- Task
Format the lines below as a Markdown table with the columns Row and Line, giving each line a row number and skipping any blank lines.
─── Data for the task ───
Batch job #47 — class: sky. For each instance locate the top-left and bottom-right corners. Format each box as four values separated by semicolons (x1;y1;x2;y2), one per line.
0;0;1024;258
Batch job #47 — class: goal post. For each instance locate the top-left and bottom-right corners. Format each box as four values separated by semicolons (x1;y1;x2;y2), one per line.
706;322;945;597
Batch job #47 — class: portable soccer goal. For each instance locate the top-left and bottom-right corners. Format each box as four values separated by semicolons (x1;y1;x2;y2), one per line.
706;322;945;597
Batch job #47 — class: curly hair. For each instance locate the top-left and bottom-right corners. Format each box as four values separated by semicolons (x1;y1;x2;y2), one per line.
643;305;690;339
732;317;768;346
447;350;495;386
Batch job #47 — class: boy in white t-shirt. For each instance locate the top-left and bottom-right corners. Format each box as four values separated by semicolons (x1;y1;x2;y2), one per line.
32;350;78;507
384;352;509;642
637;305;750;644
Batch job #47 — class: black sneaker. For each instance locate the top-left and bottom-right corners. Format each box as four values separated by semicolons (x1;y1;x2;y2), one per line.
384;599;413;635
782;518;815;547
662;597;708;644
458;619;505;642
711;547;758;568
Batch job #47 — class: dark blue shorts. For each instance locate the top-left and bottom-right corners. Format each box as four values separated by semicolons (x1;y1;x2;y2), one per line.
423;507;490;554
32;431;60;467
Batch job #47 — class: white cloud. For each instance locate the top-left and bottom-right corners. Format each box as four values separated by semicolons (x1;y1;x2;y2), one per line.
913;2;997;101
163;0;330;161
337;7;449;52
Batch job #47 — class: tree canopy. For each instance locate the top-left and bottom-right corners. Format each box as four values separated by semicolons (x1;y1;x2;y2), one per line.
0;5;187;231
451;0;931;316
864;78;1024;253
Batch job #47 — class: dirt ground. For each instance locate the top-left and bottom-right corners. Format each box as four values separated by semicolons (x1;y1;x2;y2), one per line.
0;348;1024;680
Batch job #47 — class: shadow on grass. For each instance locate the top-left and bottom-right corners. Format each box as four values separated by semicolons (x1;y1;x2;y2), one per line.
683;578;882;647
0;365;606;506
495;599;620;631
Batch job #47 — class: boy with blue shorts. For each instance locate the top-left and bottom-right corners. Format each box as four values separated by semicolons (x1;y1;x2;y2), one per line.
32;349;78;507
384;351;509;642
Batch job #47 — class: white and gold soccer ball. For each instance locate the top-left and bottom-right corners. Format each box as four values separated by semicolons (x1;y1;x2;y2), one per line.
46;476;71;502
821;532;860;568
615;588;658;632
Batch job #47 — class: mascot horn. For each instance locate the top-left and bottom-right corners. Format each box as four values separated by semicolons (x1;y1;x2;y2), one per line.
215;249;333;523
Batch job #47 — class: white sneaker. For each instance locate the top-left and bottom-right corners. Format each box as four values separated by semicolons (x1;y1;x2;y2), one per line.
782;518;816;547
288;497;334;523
───
- Complete output
| Row | Line |
|---|---|
| 1 | Batch job #47 — class: sky. For each instance locate the top-left and bottom-right corners. Format each box as four values separated by semicolons (x1;y1;x2;y2), one per line. |
| 2 | 0;0;1024;258 |
| 3 | Batch job #47 — class: goal post. For each instance locate the top-left and bottom-right corners. Format each box as four values separated by semicolons (x1;y1;x2;y2), one per line. |
| 4 | 706;322;945;597 |
| 5 | Batch job #47 — class: portable soccer goal. For each instance locate the top-left and bottom-right corners. Format each box as four values separated by semicolons (x1;y1;x2;y2), one per line. |
| 6 | 706;322;945;597 |
| 7 | Batch job #47 — class: curly hair. For each instance locate the top-left and bottom-right corners. Format each box as four values separated by semicolons (x1;y1;x2;y2), one per line. |
| 8 | 643;305;690;339 |
| 9 | 732;317;768;346 |
| 10 | 447;350;495;386 |
| 11 | Batch job #47 — class: boy in white t-shirt. For each instance locate the top-left and bottom-right corners. Format each box as four values separated by semicolons (x1;y1;x2;y2), one per line. |
| 12 | 32;350;78;507 |
| 13 | 384;352;509;642 |
| 14 | 637;305;750;644 |
| 15 | Batch job #47 — class: black sneaker. For each instance locate the top-left and bottom-right corners. Format each box as four values separated by semicolons (x1;y1;x2;y2), one per line. |
| 16 | 384;599;413;635 |
| 17 | 782;518;815;547 |
| 18 | 662;597;708;644 |
| 19 | 458;619;505;642 |
| 20 | 711;547;758;568 |
| 21 | Batch job #47 — class: dark blue shorts. For each instance locate the top-left and bottom-right corners. Format each box as four values separated by semicolons (x1;y1;x2;y2), one per line. |
| 22 | 423;507;490;554 |
| 23 | 32;431;60;467 |
| 24 | Batch job #47 — class: white cloud. For each instance locate the top-left and bottom-right corners. Format each box as four values separated by semicolons (x1;y1;x2;y2), one per line. |
| 25 | 913;2;997;101 |
| 26 | 163;0;330;161 |
| 27 | 337;7;449;52 |
| 28 | Batch job #47 — class: tree canopy. For each instance locate the top-left and bottom-right corners. Format each box as four values separated by semicolons (x1;y1;x2;y2), one per line. |
| 29 | 0;5;187;231 |
| 30 | 451;0;931;316 |
| 31 | 864;78;1024;253 |
| 32 | Batch job #47 — class: dirt ground. For each instance locate the top-left and bottom-right corners. Format each box as four values separated by semicolons (x1;y1;x2;y2), one per line. |
| 33 | 0;348;1024;680 |
| 34 | Batch job #47 — class: shadow on grass. For each instance locate the top-left and bottom-right corners. Format each box as four values separated by semicolons (x1;y1;x2;y2), one per line. |
| 35 | 683;578;882;647 |
| 36 | 0;365;606;506 |
| 37 | 495;599;620;631 |
| 38 | Batch job #47 — class: boy with blue shorts. For each instance locate the top-left and bottom-right corners. Format each box as four values separated by semicolons (x1;y1;x2;y2), one per line. |
| 39 | 32;349;78;507 |
| 40 | 384;351;509;642 |
| 41 | Batch job #47 — class: white and gold soccer ball. For each instance locate the top-left and bottom-right corners. Format each box as four values separated by semicolons (x1;y1;x2;y2), one per line. |
| 42 | 46;476;71;502 |
| 43 | 821;532;860;568 |
| 44 | 615;588;658;632 |
| 45 | Batch job #47 — class: mascot horn. For each instance locate the top-left and bottom-right corners. Format each box as four values separated by semicolons (x1;y1;x2;y2), one per line. |
| 46 | 215;249;333;523 |
| 47 | Batch job #47 — class: white sneaker. For each instance locate the top-left and bottom-right corners. Format each box as four values separated by semicolons (x1;y1;x2;y2), one per line. |
| 48 | 782;518;816;547 |
| 49 | 288;497;334;523 |